### Task objective
Continue the text about the Union Square Academy pharmacy program from where it stops.

### Text
Garcia and Dunkley were working together as pharmaceutical technicians in a CVS pharmacy in mid-August 2012, when Garcia, who has a science degree, heard about a new pharmacy program at the Union Square Academy that was scheduled to open on the Washington Irving campus in the fall.

“I jumped at the opportunity and took the job on the spot,” she said.

With just a few weeks before the start of the school year, she began building curriculum for the 60 students enrolled in the first class. As the program grew in popularity — there are now 200 students — she recruited Dunkley in 2014.

In addition to a standard academic curriculum, the Union Square Academy provides a year of exploring career opportunities for 9th-graders before they choose between the school’s dentistry and pharmaceutical programs. Those who choose pharmacy pursue a three-year course of study that includes an internship in the 12th grade.

In 2015, an actual pharmacy was added to the laboratory so students now do their work in a realistic, professional environment.

Today the program includes partnerships with CVS, Walgreens, Duane Reade, St. John’s University School of Pharmacy and Mount Sinai, Belleview and Metropolitan hospitals that provide resources for the program and the internships. Representatives from each partner serve on an advisory board.

### Records

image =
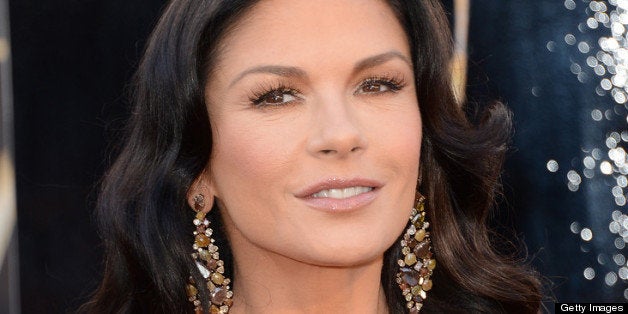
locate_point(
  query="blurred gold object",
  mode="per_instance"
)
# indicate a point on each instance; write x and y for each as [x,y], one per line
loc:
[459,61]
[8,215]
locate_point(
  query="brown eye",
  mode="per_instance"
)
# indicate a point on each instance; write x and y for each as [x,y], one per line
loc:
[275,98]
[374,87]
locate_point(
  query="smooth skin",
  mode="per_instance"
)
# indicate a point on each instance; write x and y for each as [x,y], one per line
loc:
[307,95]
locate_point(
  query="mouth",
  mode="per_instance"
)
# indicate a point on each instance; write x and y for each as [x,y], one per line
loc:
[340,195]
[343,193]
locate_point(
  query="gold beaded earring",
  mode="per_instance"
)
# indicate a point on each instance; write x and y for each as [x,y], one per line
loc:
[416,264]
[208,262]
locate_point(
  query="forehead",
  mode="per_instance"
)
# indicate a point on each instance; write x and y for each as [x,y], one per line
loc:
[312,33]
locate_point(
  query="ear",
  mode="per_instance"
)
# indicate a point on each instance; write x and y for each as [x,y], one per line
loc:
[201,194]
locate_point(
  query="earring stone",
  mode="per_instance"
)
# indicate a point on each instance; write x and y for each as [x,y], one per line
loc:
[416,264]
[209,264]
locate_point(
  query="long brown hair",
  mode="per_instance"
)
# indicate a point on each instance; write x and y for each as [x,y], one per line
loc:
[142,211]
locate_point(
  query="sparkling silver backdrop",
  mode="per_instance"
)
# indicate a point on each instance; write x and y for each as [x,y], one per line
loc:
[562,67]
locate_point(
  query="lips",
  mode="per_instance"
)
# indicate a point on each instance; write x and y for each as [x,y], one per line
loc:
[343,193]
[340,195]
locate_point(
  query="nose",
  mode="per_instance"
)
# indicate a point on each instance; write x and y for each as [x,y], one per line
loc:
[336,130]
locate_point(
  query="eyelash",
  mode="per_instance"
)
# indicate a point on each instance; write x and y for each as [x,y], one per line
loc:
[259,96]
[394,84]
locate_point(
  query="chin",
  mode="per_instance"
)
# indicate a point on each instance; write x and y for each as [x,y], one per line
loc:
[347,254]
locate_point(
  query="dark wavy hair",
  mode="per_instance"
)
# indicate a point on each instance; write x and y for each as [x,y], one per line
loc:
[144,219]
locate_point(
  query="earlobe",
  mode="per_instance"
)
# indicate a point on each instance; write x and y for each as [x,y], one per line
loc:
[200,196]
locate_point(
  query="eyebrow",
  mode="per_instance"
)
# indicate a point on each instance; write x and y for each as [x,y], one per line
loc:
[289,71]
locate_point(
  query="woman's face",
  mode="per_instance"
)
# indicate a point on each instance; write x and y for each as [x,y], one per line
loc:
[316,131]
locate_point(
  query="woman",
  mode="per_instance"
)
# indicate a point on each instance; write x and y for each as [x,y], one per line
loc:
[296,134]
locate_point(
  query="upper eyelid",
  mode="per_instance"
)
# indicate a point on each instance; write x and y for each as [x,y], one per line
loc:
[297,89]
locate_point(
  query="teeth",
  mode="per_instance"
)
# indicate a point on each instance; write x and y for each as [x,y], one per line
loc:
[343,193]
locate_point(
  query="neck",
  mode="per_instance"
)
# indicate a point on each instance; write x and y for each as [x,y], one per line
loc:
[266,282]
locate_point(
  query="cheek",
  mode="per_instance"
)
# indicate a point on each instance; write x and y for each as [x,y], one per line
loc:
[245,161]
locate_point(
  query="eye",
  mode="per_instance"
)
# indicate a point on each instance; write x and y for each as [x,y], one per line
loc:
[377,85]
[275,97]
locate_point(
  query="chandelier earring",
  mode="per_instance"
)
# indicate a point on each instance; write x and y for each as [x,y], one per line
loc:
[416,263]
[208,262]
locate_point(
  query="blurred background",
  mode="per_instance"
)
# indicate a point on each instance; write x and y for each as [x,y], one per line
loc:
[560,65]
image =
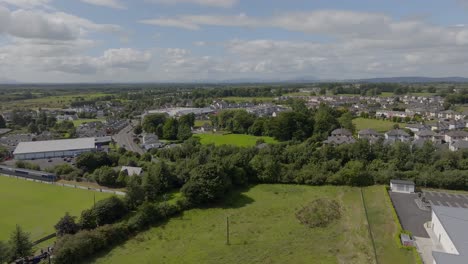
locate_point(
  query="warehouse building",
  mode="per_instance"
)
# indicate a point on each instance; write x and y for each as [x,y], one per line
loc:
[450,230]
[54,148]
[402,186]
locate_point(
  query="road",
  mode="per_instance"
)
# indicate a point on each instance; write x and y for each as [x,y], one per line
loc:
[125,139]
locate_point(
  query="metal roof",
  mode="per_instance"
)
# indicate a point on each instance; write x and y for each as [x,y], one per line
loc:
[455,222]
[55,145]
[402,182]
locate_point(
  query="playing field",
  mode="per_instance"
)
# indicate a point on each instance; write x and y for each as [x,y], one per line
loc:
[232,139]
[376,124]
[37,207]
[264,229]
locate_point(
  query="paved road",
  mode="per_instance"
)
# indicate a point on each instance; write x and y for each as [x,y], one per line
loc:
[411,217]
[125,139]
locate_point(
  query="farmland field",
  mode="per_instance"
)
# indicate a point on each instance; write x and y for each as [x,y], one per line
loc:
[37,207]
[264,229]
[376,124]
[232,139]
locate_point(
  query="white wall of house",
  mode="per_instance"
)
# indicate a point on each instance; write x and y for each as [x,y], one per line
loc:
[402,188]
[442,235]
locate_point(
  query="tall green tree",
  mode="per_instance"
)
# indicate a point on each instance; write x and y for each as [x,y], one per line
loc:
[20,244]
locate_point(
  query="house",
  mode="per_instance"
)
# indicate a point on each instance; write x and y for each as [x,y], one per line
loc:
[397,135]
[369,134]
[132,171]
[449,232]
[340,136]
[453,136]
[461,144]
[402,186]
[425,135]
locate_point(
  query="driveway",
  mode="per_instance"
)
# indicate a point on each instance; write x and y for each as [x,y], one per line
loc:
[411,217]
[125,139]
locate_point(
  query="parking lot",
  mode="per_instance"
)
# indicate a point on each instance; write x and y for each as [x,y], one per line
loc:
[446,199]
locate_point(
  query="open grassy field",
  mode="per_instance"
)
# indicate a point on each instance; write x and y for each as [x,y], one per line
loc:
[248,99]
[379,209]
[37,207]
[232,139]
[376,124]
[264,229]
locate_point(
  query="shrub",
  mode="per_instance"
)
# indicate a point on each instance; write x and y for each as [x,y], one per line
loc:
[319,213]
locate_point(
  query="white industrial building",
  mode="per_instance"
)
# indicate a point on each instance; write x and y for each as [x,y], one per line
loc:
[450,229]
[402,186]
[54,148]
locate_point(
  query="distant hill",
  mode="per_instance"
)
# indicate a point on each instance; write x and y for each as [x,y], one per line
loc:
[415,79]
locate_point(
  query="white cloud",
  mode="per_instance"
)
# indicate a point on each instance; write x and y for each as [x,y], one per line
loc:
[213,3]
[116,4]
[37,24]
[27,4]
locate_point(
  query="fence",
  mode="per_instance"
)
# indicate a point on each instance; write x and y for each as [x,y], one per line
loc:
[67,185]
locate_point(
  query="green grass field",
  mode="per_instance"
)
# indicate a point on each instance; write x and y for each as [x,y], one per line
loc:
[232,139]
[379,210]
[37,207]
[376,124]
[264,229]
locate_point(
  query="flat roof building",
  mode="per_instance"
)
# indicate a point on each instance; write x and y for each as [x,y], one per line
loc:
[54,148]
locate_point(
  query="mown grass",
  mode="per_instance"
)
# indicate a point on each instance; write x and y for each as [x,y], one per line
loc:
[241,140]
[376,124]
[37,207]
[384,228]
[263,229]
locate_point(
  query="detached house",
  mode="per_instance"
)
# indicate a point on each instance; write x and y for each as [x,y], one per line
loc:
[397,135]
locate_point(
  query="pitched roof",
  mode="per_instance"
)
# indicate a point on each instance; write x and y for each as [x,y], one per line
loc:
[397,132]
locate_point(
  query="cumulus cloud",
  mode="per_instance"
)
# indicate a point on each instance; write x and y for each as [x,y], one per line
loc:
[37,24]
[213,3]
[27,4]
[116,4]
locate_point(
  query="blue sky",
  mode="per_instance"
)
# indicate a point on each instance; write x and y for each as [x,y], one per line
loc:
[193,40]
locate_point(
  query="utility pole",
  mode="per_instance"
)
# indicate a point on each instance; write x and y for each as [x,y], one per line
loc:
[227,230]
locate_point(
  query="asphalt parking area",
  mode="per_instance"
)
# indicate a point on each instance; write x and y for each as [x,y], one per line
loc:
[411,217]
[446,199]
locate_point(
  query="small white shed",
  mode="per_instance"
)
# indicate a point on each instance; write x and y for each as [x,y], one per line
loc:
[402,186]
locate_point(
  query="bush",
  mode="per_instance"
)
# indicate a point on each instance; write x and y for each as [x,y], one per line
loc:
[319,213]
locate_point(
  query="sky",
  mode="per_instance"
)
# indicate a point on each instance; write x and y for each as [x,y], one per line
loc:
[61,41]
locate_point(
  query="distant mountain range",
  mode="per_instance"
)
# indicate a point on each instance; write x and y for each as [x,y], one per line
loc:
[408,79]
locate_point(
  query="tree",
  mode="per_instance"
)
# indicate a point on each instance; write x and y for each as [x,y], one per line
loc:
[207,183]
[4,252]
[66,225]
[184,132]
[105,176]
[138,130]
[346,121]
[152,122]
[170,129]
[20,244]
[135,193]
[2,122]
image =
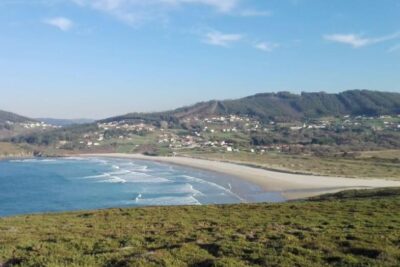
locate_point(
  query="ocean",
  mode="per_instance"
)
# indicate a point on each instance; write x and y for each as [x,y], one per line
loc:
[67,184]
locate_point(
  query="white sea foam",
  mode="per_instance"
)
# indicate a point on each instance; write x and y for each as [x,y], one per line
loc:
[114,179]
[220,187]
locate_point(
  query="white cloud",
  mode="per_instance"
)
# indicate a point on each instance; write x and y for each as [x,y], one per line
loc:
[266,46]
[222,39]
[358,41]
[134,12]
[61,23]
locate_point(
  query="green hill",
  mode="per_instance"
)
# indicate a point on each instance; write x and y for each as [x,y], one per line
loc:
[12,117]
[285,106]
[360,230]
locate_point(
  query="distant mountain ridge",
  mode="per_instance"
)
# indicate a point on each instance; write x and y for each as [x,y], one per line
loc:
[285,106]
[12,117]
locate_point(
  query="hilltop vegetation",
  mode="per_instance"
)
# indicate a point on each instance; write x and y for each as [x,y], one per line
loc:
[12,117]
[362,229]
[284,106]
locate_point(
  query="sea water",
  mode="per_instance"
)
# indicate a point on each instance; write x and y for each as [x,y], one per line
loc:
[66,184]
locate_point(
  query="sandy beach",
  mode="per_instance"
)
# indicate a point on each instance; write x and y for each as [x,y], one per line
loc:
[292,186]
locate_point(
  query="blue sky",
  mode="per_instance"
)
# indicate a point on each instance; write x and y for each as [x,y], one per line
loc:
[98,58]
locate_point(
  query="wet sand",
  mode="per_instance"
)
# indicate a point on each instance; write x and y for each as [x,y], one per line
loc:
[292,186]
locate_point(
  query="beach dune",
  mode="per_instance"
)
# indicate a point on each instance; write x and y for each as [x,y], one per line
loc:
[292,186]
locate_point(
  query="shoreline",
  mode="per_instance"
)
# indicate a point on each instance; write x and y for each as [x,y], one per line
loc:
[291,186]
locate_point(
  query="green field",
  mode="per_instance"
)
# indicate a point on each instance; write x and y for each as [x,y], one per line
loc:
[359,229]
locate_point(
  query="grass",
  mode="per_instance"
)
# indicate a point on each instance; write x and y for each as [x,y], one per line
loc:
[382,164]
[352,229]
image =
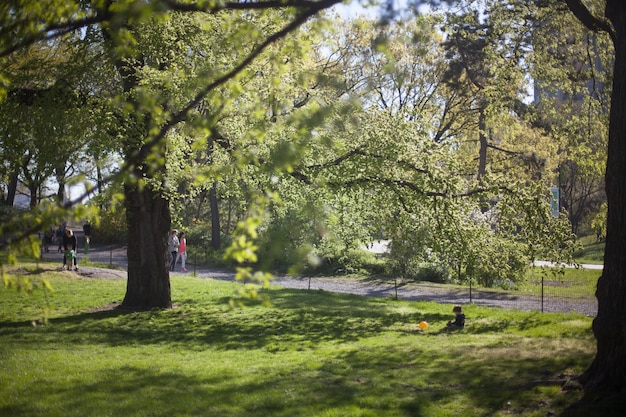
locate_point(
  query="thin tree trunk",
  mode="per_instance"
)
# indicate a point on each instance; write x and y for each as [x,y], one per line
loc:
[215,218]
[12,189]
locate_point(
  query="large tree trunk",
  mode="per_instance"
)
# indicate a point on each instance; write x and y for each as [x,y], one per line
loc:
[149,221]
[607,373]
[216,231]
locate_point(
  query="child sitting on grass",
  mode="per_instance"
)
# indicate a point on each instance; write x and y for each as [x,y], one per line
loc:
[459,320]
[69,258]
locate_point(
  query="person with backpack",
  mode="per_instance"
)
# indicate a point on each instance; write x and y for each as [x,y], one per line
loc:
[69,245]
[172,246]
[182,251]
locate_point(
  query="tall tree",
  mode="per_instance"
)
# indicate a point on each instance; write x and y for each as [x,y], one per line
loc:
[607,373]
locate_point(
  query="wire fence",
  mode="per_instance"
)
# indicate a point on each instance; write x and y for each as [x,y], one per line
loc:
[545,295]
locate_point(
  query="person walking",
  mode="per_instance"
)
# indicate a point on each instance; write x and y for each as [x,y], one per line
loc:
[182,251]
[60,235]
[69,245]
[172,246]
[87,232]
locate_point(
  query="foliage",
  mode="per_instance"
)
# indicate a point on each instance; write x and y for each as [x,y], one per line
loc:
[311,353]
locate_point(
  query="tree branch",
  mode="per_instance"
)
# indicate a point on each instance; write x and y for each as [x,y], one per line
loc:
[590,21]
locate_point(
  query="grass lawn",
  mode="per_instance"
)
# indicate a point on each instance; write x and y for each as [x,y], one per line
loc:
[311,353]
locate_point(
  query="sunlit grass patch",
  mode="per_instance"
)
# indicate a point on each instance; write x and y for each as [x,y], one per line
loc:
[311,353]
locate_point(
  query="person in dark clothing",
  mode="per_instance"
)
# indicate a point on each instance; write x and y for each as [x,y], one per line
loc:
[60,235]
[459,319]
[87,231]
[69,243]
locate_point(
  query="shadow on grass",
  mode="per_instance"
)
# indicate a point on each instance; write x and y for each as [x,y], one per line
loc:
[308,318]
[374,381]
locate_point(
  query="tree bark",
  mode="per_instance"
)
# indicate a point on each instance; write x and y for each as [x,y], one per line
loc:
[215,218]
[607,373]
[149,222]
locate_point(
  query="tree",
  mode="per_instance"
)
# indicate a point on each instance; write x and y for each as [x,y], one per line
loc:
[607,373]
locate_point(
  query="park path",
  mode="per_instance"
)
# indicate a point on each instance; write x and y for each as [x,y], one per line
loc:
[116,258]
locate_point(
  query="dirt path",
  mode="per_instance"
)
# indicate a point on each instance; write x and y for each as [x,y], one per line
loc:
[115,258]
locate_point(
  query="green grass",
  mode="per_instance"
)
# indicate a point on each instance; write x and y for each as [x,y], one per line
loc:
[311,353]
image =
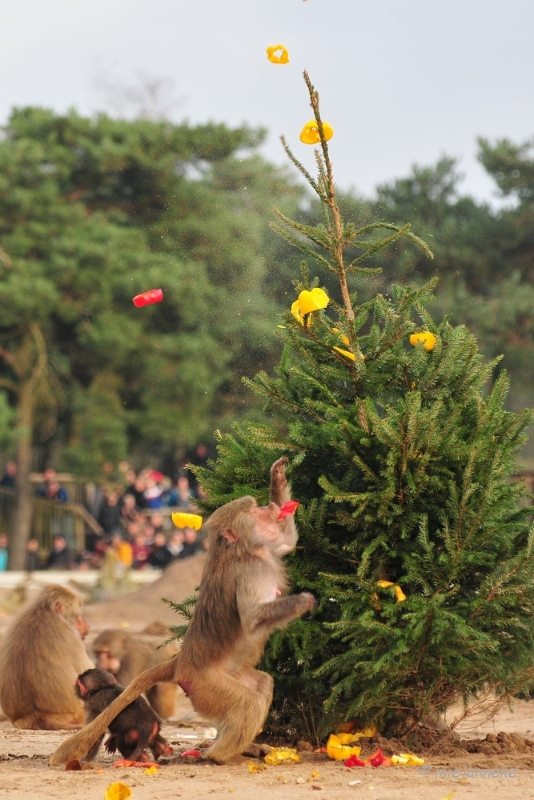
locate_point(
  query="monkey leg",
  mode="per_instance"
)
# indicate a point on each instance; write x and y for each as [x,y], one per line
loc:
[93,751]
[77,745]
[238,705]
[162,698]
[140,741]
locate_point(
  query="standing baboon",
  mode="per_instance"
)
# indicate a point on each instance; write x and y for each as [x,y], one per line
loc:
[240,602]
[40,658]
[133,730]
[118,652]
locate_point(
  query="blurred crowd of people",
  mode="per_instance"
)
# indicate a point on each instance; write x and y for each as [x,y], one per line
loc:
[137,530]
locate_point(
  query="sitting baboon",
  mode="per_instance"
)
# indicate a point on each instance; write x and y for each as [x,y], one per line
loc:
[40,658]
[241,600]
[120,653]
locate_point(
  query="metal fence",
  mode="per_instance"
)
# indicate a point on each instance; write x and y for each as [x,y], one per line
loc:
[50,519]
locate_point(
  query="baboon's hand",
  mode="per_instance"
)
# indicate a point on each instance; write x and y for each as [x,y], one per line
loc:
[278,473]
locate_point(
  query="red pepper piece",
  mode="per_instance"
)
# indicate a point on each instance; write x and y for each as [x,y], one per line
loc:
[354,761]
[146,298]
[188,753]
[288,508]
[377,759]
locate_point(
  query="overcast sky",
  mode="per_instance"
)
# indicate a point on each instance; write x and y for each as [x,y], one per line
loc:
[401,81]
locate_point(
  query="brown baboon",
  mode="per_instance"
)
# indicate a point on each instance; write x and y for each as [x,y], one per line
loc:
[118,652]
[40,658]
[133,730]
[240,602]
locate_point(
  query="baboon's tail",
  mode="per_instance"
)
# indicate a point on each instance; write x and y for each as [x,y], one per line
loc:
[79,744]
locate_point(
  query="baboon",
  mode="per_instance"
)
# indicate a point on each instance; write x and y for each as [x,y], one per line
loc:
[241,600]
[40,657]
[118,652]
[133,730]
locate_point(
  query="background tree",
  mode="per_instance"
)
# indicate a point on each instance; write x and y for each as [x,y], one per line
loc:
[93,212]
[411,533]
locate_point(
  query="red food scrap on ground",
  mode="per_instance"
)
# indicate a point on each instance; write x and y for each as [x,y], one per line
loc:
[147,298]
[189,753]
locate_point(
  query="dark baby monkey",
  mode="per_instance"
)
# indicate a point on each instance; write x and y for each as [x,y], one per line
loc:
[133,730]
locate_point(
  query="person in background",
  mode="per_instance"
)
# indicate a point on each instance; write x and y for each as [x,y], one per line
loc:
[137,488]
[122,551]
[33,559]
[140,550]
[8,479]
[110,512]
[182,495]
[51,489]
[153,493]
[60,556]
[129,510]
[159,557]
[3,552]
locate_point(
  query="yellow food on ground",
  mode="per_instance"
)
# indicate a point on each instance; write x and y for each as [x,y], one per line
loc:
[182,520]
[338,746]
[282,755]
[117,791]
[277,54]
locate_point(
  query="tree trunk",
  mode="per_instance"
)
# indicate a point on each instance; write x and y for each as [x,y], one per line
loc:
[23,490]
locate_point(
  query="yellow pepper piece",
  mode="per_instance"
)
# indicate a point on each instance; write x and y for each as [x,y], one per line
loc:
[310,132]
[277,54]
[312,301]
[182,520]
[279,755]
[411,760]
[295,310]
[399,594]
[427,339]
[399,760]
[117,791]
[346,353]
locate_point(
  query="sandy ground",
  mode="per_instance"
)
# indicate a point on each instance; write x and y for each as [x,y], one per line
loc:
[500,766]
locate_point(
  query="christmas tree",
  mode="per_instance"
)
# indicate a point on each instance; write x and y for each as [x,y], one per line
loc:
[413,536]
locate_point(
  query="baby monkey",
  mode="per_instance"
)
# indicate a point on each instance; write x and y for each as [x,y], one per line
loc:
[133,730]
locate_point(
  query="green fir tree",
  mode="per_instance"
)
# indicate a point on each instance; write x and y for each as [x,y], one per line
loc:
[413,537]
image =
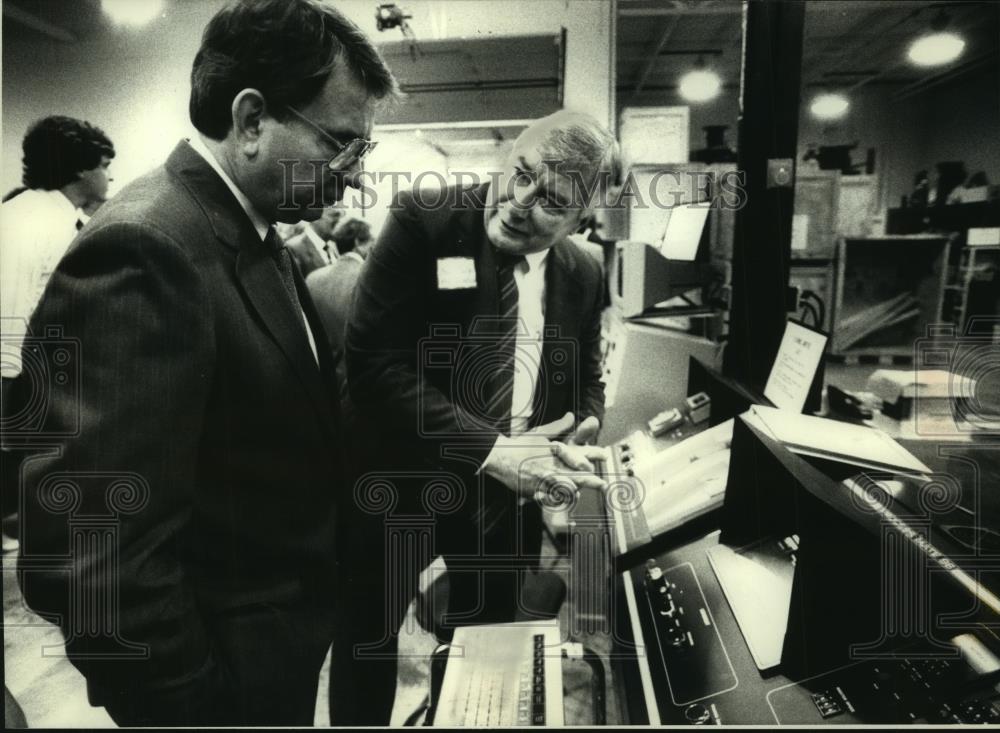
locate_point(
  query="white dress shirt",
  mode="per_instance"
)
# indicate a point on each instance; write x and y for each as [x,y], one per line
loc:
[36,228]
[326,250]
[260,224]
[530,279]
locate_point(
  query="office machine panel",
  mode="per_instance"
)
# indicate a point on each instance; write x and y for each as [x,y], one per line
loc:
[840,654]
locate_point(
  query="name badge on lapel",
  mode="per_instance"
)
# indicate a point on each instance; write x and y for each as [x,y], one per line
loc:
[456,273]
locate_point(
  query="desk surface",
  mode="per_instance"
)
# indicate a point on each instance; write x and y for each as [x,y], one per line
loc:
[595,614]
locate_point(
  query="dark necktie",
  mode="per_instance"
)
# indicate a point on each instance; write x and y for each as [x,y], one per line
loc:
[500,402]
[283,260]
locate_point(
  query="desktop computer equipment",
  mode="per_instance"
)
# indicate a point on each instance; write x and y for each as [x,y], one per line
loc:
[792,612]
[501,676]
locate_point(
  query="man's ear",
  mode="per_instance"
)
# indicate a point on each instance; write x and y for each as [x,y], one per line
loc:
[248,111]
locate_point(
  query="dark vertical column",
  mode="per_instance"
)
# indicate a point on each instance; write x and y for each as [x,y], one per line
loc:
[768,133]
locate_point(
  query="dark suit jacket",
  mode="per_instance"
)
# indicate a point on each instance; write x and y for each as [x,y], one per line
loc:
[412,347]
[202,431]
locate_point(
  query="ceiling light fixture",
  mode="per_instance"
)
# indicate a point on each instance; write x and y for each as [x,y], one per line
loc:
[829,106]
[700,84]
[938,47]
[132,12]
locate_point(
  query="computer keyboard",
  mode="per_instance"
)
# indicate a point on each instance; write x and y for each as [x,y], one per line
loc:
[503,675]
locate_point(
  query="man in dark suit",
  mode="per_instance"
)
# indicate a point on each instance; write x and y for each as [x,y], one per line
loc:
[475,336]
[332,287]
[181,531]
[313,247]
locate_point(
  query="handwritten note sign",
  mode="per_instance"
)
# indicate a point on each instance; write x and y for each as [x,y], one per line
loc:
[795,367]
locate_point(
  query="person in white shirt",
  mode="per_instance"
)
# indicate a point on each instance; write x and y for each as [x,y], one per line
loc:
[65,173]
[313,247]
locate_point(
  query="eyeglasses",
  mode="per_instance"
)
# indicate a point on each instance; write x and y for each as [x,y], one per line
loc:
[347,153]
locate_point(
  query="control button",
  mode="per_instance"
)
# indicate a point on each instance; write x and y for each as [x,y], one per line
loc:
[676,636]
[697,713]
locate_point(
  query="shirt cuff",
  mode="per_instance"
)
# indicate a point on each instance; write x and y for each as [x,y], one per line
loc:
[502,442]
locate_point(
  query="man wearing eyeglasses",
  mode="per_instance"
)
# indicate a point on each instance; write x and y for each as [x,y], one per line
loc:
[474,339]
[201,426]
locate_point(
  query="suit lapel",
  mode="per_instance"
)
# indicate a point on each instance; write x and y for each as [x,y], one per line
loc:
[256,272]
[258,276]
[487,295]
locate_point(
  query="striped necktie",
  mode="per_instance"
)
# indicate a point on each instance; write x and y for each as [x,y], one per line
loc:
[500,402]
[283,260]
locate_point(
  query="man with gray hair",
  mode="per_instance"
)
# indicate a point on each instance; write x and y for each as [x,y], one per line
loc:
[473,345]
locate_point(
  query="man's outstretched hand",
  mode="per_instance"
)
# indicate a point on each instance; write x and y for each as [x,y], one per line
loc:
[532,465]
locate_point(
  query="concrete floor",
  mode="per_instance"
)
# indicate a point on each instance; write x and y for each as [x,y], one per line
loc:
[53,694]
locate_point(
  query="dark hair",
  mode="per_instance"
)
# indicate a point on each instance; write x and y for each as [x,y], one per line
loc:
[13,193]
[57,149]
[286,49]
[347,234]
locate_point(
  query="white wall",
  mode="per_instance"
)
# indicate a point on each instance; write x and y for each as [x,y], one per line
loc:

### Your response
As news of the program spreads, Garcia said, “Other schools are picking our brains.”

“The Massachusetts School of Pharmacy has been in touch with us,” she explained, “ever since an Academy graduate so impressed them as a freshman with his knowledge of compounding and seemed so ahead of the game.”

The program’s 95 percent graduation rate in 2018, with 97 percent of the graduates going on to post-secondary studies, is strong testament to Garcia’s success in building the curriculum.

Chapter Leader Patrick McLoughlin said Garcia and Dunkley have done amazing work in developing the program and preparing kids for successful futures. “There’s nothing like it in the city,” he pointed out, “and it began here.”